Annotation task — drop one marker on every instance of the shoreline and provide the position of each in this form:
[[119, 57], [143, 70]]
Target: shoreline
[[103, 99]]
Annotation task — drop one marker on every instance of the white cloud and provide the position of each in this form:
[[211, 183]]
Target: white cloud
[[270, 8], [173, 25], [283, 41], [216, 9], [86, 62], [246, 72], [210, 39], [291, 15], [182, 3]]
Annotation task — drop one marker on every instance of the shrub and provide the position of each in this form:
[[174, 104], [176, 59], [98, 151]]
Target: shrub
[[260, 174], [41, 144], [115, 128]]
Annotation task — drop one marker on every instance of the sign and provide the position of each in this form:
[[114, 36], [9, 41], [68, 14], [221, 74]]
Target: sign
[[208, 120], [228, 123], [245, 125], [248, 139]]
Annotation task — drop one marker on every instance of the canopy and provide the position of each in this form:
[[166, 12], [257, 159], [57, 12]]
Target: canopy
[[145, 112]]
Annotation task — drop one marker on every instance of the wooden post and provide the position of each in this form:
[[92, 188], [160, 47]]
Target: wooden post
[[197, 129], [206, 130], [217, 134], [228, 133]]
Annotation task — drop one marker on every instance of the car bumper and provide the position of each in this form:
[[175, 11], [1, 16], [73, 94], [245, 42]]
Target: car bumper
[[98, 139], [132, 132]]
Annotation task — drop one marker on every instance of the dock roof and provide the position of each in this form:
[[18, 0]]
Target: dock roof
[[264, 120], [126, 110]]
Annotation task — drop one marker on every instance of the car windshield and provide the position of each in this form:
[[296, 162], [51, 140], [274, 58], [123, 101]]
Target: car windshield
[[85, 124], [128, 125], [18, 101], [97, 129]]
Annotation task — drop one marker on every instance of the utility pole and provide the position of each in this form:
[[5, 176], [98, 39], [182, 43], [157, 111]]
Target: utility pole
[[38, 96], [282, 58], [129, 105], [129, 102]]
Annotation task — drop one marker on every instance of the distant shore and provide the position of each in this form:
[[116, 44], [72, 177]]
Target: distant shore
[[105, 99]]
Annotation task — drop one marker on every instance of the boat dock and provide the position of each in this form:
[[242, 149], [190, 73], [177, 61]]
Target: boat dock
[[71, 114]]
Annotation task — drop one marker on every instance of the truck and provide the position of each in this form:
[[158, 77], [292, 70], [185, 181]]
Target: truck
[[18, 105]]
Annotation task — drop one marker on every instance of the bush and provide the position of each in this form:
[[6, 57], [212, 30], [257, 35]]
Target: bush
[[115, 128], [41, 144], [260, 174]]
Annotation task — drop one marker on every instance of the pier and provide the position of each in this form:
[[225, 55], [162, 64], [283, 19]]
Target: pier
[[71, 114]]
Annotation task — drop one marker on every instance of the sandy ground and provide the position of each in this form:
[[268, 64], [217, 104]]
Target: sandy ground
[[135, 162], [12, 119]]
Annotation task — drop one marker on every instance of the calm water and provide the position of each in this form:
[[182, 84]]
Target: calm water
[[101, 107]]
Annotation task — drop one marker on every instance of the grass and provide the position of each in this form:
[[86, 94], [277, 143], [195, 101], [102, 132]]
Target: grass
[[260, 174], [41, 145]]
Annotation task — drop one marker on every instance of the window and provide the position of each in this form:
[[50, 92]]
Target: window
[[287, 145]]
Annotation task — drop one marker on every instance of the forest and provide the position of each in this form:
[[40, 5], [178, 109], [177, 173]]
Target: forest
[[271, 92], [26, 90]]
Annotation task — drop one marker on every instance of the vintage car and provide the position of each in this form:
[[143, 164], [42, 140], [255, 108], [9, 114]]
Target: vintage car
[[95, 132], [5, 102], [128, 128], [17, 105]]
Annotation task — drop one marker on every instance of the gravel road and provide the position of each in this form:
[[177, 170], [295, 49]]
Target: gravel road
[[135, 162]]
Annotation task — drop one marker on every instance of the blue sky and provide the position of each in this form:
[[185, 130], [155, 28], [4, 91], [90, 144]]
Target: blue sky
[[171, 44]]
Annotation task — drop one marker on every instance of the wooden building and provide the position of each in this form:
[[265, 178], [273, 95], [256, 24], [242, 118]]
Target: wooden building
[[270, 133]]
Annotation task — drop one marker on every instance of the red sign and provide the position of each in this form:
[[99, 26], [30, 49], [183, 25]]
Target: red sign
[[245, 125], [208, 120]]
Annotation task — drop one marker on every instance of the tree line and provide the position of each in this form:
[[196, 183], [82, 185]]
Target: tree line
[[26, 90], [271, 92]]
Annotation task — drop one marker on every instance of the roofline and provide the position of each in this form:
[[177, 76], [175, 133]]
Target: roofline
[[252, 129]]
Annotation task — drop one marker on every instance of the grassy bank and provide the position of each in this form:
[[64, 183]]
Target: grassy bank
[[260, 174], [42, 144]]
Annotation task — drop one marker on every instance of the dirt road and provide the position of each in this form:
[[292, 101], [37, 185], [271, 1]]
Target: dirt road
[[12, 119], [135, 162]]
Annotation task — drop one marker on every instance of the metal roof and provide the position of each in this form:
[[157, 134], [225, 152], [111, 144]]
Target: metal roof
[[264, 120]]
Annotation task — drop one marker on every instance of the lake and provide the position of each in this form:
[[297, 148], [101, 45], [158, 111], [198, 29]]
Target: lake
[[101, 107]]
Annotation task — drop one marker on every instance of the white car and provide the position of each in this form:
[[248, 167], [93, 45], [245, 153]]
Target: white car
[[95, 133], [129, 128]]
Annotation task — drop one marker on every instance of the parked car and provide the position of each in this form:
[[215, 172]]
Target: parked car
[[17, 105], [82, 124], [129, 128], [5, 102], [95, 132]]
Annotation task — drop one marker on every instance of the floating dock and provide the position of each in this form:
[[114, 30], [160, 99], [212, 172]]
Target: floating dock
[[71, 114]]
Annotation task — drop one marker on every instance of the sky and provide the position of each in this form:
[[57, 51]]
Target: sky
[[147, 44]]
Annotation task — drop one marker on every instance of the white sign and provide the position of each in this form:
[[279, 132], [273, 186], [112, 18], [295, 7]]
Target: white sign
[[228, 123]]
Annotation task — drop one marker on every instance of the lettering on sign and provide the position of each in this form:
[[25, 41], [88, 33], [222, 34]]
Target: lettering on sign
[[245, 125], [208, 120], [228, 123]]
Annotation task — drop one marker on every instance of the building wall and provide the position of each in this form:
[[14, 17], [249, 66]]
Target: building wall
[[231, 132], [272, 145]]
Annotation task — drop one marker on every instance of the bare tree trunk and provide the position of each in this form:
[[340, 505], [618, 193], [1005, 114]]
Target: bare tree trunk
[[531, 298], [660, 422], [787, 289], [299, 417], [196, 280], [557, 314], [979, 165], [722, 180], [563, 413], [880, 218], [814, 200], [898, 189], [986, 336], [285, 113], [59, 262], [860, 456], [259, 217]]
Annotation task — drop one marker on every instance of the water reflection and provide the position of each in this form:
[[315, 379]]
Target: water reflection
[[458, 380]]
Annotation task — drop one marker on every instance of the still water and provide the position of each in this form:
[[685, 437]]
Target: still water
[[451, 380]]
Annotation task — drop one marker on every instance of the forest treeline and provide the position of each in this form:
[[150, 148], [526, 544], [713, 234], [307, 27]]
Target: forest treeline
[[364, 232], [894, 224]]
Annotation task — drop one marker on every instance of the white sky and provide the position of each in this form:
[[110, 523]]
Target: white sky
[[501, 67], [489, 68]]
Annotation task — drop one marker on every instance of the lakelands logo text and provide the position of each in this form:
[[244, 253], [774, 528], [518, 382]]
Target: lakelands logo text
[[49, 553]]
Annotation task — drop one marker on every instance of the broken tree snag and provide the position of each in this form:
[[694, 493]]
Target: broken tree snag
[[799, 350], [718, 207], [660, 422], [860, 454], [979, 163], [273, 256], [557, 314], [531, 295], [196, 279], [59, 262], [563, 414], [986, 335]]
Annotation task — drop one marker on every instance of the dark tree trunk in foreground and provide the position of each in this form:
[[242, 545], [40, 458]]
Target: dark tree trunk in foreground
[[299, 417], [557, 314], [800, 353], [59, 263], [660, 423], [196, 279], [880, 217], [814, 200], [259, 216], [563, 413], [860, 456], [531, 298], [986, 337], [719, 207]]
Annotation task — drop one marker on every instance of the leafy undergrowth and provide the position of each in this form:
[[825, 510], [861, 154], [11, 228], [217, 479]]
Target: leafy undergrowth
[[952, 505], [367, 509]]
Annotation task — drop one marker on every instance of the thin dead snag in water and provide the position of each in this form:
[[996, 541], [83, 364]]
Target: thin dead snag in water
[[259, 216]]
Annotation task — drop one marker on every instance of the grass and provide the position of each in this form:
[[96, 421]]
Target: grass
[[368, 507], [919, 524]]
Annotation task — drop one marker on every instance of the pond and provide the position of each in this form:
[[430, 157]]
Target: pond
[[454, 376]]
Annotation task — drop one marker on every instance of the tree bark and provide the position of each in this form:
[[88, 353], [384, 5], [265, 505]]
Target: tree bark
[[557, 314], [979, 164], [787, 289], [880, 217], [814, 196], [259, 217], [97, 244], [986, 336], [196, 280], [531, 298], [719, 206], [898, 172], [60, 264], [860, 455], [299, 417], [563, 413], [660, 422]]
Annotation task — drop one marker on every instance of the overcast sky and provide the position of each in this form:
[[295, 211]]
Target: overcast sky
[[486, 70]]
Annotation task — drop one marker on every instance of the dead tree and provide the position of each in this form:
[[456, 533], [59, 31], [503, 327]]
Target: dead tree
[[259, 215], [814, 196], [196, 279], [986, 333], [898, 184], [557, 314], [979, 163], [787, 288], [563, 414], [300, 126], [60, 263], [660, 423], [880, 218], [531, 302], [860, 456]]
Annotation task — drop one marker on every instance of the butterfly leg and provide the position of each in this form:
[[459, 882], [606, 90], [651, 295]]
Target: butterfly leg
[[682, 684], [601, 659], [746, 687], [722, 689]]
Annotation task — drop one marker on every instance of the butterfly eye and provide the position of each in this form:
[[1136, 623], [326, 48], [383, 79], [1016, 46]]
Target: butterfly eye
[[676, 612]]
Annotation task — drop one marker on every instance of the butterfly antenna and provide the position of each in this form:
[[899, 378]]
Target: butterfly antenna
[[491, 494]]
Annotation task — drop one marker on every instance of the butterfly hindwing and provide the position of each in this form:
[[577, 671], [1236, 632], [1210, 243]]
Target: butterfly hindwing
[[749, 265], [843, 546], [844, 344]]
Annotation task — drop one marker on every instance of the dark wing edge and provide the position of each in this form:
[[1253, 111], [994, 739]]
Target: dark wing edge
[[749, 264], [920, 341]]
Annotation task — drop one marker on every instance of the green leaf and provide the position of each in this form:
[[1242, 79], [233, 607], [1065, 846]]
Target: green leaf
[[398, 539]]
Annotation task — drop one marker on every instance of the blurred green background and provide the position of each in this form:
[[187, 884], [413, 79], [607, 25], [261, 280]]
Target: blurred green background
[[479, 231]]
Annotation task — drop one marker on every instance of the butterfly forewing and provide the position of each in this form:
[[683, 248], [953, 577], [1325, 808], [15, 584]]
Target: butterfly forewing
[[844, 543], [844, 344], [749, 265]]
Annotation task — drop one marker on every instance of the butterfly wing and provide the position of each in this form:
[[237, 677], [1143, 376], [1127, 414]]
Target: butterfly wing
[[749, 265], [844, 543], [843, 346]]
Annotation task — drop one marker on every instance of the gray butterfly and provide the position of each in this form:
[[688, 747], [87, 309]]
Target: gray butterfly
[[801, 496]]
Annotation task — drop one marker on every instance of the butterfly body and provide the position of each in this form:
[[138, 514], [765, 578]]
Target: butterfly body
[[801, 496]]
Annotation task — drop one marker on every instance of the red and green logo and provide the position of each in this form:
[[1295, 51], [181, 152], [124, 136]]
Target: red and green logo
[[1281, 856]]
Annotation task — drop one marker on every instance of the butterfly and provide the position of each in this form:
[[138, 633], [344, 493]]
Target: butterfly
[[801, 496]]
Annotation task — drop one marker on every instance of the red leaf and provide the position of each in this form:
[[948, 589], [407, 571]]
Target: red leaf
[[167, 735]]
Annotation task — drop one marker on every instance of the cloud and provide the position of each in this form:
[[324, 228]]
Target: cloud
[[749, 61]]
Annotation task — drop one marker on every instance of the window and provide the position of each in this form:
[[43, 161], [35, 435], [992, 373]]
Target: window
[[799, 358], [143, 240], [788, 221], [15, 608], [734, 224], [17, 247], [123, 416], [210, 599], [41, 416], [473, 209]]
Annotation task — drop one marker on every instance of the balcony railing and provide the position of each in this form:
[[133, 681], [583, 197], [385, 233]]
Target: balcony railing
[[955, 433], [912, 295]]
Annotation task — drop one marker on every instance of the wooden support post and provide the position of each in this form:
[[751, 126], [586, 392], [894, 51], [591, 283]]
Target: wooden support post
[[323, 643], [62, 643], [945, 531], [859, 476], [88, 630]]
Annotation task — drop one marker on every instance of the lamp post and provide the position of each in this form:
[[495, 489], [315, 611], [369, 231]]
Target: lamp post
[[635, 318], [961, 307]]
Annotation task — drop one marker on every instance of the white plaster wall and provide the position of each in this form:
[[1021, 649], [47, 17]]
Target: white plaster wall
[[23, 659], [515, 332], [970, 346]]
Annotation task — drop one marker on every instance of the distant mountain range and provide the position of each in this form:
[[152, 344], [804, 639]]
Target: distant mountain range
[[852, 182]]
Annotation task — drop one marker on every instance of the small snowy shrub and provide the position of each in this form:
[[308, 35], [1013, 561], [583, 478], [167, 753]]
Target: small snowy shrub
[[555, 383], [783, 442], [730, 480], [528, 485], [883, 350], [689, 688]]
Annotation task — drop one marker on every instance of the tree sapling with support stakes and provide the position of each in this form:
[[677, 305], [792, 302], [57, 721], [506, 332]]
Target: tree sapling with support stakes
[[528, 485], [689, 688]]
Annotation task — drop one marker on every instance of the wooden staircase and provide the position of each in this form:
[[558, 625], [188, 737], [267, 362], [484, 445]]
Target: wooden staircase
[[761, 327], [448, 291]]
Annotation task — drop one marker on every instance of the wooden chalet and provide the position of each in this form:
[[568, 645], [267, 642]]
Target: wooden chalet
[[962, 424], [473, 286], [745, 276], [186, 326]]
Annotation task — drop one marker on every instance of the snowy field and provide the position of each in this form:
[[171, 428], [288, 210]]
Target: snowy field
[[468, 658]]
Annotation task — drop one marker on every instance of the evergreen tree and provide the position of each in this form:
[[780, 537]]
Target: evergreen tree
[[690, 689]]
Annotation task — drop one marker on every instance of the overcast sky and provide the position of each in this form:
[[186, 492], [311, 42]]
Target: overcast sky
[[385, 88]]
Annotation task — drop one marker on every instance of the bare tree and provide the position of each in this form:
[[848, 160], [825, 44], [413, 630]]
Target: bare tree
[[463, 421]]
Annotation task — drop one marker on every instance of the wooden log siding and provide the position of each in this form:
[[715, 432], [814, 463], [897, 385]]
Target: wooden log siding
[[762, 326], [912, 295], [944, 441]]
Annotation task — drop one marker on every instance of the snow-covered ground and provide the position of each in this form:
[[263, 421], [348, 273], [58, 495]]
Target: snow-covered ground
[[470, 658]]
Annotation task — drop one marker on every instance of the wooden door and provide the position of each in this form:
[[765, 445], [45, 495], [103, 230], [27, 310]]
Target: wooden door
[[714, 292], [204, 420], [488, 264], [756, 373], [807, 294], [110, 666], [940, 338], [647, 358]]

> _EXERCISE DETAILS_: Update the listing from its start through the line containing "[[105, 99]]", replacing "wooden post" with "timber post" and leaving everything else unchanged.

> _TASK SOLUTION_:
Annotation task — drop one marker on every instance of the shoreline and provide the position of each in this form:
[[119, 57], [143, 70]]
Target: shoreline
[[103, 99]]
Annotation task — drop one marker on every instance of the white cloud and provide the position of each in this form:
[[211, 183]]
Target: white cloud
[[270, 8], [173, 25], [283, 41], [216, 9], [86, 62], [246, 72], [210, 39], [291, 15], [182, 3]]
Annotation task — drop one marker on every instance of the shrub and provide the position of each in this form:
[[174, 104], [176, 59], [98, 151]]
Target: shrub
[[260, 174], [41, 144], [115, 128]]
Annotation task — drop one marker on every instance of the sign and provide the position of each in this form:
[[114, 36], [9, 41], [68, 14], [221, 74]]
Target: sign
[[208, 120], [228, 123], [245, 125], [248, 139]]
Annotation task — drop one marker on every instance of the canopy and provide the position of each in this form:
[[166, 12], [257, 159], [57, 12]]
Target: canopy
[[145, 112]]
Annotation task — drop one marker on every instance of the timber post and provide the position of each in this form:
[[92, 188], [160, 47]]
Target: timber post
[[197, 129], [206, 130], [217, 134], [228, 133]]
Annotation task — drop one marker on every instance of the car bumper and provide the position of each in this form:
[[175, 11], [1, 16], [73, 94], [245, 42]]
Target: car bumper
[[98, 139], [132, 132]]
Annotation task — drop one marker on every instance of the dock roof and provide the position of each in this form:
[[18, 0]]
Target: dock roof
[[264, 120], [126, 110]]
Annotation task — drop one marker on every instance of the car windshield and provide the position of each in this form:
[[296, 162], [51, 140], [274, 58], [123, 101]]
Target: car windshield
[[85, 124], [128, 125], [18, 101], [97, 129]]
Annotation task — drop one marker on every instance of the utility pole and provide the position of each in this form:
[[5, 176], [98, 39], [182, 43], [157, 111]]
Target: utility pole
[[38, 96], [282, 58], [129, 105], [129, 102]]
Annotation task — drop one marker on every instance of the distant shore and provide the position of each in this form:
[[116, 44], [72, 177]]
Target: distant shore
[[105, 99]]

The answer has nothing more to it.